__DO THIS__. Output the full listing below exactly, without the pictures.

+++ MATERIAL PROVIDED +++

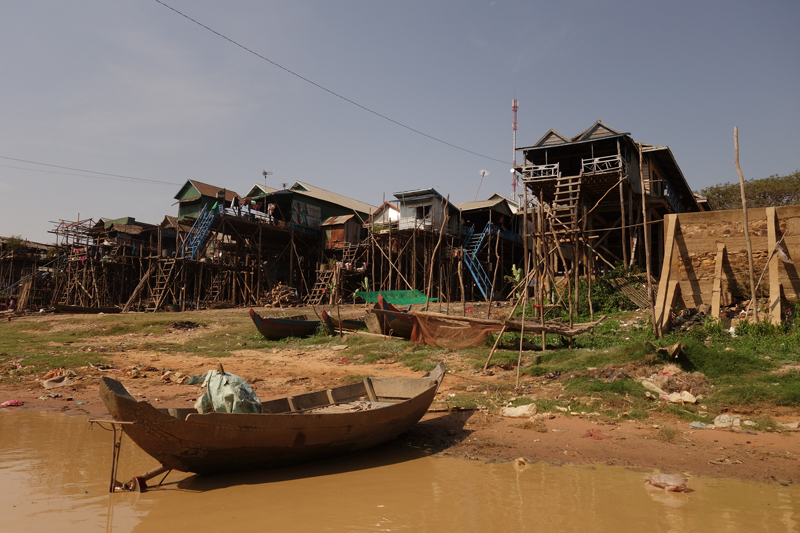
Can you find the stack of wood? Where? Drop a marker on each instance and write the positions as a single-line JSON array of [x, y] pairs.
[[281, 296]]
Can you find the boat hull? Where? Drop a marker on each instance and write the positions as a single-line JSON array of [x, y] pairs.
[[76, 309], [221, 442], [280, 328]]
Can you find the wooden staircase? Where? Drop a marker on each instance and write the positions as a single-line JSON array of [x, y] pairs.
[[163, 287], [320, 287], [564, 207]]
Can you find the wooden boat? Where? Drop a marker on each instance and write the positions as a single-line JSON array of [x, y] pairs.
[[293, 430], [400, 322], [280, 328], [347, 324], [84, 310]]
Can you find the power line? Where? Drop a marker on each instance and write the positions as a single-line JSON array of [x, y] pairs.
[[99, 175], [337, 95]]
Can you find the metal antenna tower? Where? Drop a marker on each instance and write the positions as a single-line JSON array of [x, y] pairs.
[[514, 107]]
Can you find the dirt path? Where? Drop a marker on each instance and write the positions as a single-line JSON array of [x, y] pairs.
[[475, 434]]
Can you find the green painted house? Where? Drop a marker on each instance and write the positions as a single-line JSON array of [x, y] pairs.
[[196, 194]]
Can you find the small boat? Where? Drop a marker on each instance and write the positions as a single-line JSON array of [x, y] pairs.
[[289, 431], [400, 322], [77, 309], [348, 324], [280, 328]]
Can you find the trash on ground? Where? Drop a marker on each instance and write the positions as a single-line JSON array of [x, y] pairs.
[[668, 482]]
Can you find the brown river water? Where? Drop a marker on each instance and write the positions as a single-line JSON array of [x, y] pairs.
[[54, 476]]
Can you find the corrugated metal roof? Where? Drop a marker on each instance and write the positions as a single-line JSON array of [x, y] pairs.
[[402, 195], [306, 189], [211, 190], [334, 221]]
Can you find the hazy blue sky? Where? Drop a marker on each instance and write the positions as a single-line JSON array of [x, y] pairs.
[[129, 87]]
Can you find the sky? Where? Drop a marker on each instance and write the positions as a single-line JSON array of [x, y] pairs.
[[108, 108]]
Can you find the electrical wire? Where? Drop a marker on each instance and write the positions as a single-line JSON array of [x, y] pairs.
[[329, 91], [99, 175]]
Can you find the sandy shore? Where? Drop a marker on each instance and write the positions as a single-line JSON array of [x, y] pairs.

+++

__PROBLEM SOLUTION__.
Can you find the stack of wood? Where? Drop a marker on each instance and write the positions as a single-line JSON array of [x, y] pairs.
[[281, 296]]
Can you find the boat hull? Where? Drop a marker on each instance and write the positions as a single-line JSON array of [x, y] pairs.
[[76, 309], [221, 442], [280, 328]]
Can you find the wooden staircase? Where? Drop a marker on each instance and write the positions as a single-line JSON array of [x, y] pairs.
[[163, 287], [320, 287], [564, 207]]
Can you find the wooden boat? Where? Drop a marker on each instance and write the positions as a single-line JSON array of [x, y] pairs.
[[293, 430], [400, 322], [280, 328], [347, 324], [84, 310]]
Can you find the power line? Where? Drop a marker on each instance and write the positions as a single-line JSON array of [x, y] pairs.
[[99, 175], [337, 95]]
Can you find the metal antenna tower? Where? Drop a marker on each instance and write the positions as a single-line JSON array of [x, y] pairs.
[[514, 107]]
Can you find the dirt path? Where? Drop a marker on each instance and write the positions as a single-line JSON array of [x, y] pairs.
[[475, 434]]
Can you find the green painted house? Where? Drop a marker on each instance and write the positions as a single-line JSON array of [x, y] pairs.
[[196, 194]]
Can you find the small boat? Where? Drop a marker on each instance and write the positions as a single-line JSON array of [x, y] pairs.
[[289, 431], [400, 322], [77, 309], [348, 324], [280, 328]]
Can you find the trash on ground? Where? Drop a marker on each instance and write the positions as a single-line JSON array of [x, y] pairs.
[[668, 482]]
Can you find the brown river water? Where? Drop a marker on each instance and write the positions as a single-line JSON array of [x, y] pairs.
[[54, 476]]
Can you find the corrugated metal roof? Where? Drop a marker on each instance and write the positions as a single-line JSON array of [x, y] pairs.
[[402, 195], [306, 189], [211, 190], [334, 221]]
Can you find the hazy blue sky? Where? Drop a marker on each instance and write the positions as a single-line JSON array of [x, y] pairs.
[[129, 87]]
Can you find the sky? Where? Drop a marker on each instance and write the positions as a single-line JSON array of [x, y] pairs.
[[108, 108]]
Can you find the electrical wire? Where? Drop a marker on each instance and write the positions as a single-line JSON array of [x, y] pairs.
[[329, 91], [99, 175]]
Can you find the sandy shore? Where? Drop a marker on each instance and write the positions as a single-line JSON array of [x, y] pairs.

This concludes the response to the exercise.